+++ EXTRACTED INFORMATION

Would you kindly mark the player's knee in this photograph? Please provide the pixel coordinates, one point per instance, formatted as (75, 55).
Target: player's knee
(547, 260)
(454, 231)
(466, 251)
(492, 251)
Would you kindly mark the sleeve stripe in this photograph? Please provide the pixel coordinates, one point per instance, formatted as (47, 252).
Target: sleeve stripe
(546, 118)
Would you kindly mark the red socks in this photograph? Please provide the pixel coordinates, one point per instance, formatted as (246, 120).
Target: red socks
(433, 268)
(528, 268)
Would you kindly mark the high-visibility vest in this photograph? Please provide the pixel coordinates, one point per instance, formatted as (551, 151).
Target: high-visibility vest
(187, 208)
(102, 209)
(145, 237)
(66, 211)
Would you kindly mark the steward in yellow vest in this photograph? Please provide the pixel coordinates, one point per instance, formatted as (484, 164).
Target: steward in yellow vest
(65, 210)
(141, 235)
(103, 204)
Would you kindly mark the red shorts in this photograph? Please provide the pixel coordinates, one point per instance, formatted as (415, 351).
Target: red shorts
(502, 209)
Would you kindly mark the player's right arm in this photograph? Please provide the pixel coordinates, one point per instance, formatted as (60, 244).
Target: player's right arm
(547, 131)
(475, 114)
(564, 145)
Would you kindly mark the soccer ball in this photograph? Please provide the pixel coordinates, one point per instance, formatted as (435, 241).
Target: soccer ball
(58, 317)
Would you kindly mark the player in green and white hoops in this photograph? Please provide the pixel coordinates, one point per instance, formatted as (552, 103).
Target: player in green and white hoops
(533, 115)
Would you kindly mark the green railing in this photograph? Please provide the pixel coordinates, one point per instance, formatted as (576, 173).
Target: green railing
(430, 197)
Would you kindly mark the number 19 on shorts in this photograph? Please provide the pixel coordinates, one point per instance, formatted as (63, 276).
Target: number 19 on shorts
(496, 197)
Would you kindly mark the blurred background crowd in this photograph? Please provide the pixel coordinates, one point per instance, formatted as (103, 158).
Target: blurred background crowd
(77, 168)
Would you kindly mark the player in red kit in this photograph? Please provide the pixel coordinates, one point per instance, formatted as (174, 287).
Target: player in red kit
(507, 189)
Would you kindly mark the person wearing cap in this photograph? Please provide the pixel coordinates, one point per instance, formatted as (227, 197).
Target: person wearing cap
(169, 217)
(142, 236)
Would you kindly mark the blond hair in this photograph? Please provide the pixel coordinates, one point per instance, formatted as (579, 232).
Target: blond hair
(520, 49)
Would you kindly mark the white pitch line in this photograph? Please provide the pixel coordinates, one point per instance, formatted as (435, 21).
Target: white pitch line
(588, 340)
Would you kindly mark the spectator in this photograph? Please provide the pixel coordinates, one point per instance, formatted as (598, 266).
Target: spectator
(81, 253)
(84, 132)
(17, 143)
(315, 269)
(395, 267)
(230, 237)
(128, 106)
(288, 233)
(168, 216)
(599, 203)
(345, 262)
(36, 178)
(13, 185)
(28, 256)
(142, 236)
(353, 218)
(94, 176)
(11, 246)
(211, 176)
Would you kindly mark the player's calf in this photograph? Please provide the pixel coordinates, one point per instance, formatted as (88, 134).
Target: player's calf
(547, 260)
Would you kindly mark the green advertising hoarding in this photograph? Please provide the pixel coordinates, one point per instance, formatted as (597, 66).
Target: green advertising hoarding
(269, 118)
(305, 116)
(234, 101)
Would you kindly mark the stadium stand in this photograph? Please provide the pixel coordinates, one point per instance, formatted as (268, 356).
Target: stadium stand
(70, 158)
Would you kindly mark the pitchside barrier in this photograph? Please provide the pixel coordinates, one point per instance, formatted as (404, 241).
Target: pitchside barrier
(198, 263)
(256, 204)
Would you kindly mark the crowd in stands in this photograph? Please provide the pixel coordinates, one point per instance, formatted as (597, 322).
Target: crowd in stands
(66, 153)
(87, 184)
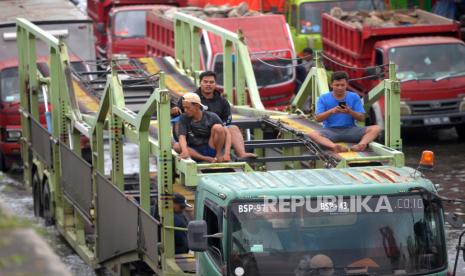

++++++

- GOAL OF THE EXERCISE -
Rewrite all the records with "photograph" changed to "image" and nothing else altered, leaving out the pictures.

- SOLUTION BELOW -
Would you kindly mark the player's knee in this image? Please provide the pixel coordinates, one point per instance, formatted as (75, 55).
Target: player's knee
(547, 260)
(454, 231)
(466, 251)
(492, 251)
Would you kindly mark the sleeve stripe in this image? Please provide the pixel coordinates, one point per instance, formatted as (47, 252).
Target: sleeve stripe
(546, 118)
Would you kindly mark the red socks in this image? Please provide the pixel coordinates, one point per instance, formatted as (246, 120).
Target: red socks
(433, 268)
(528, 268)
Would you kindly mark the high-visibility vest in this image? Please provide the pixel coordinates, one point per instance, formatted as (551, 151).
Target: high-visibility vest
(187, 208)
(102, 209)
(145, 237)
(66, 211)
Would you kindly mark the steward in yellow vest in this image? Please provide the pixel coordinates, one point per instance, formatted as (484, 164).
Target: steward in yellow vest
(65, 210)
(141, 235)
(103, 204)
Would you kindly mark the red shorts in this image? Please provide the pixel coordinates, one point per instance, formatted as (415, 351).
Target: red shorts
(502, 209)
Would you kindly mark the player's right arm in this image? Please provide the pixel coordinates, one point per instance, formatted as (60, 244).
Target: player's right arm
(547, 131)
(475, 114)
(564, 145)
Would you kindly mark the soccer ball in this image? Please provide the pixel coordinates, one point per instance, formatted as (435, 241).
Target: soccer ball
(58, 317)
Would you kindly mark the player in green and white hoops in this image? Please provide the pixel coordinates, one point per instance, formatted as (552, 103).
Target: player in green and white hoops
(533, 115)
Would you kindly mark the green railing in this image? Please provide the pixel coordinates, one point per instance, formatted as (576, 173).
Target: green railing
(430, 197)
Would you kindly mark the number 19 on shorts in this image? Please provide the pixel coordinates, one point per instance, formatted as (63, 276).
Target: number 19 on shorts
(496, 197)
Would you kindly mark the blurred background crowd in this image? Please provide the pixel coordinates, one point per instance, formatted as (103, 158).
Target: blurred background crowd
(77, 168)
Would you kindly mark the player in red kit in this image? Please provide the pixel coordinates, one point per instance, formatted as (174, 287).
Target: player in red kit
(507, 189)
Would you kindly mark the person wearing cap in this image? Please provide the pixel coordinates, one point per instance, formatted as (227, 197).
Target: person wearing cap
(169, 217)
(142, 236)
Would you kindly mark the blond hair in this image? Please provide the pixel coordinates, one point per instance, formatted as (579, 232).
Target: blond hair
(520, 49)
Would you kindly mark the white pitch line in this image? Please provide the pixel coordinates, one point per instance, formatted as (435, 21).
Target: white pitch line
(588, 340)
Would you kindly mark the spectator in this image? Please provide the pixel coordinates, one point per instance, formatted as (598, 266).
Target: spectator
(81, 253)
(84, 132)
(17, 143)
(315, 269)
(395, 267)
(230, 237)
(128, 106)
(288, 233)
(168, 216)
(599, 203)
(345, 262)
(36, 178)
(13, 185)
(28, 256)
(142, 236)
(353, 218)
(94, 176)
(11, 246)
(211, 176)
Would you kindly mark the player's calf in this image? Please provide the pixel coordinates, one point per instance, formatted as (88, 134).
Target: player's calf
(547, 260)
Would you kindly mark the green advertising hoarding in this image? Please provide the pixel coordinates, one point per instance, formatted as (597, 66).
Target: green advertising hoarding
(269, 118)
(305, 116)
(234, 101)
Would you kindly mark the stadium stand in this image? Please provide the pixel coordinates, one point per instance, formatted as (268, 356).
Target: stadium stand
(70, 158)
Would you kindly mark the pitchside barrier in this image? Please provide the pixel coordinates, one point per instance, formatted as (404, 241).
Target: pitchside barrier
(198, 263)
(256, 204)
Would you kindly mark the crowd in stands in this image? Please provide the pixel coordinates, one point per instance, formatted as (597, 322).
Target: crowd in stands
(66, 153)
(87, 184)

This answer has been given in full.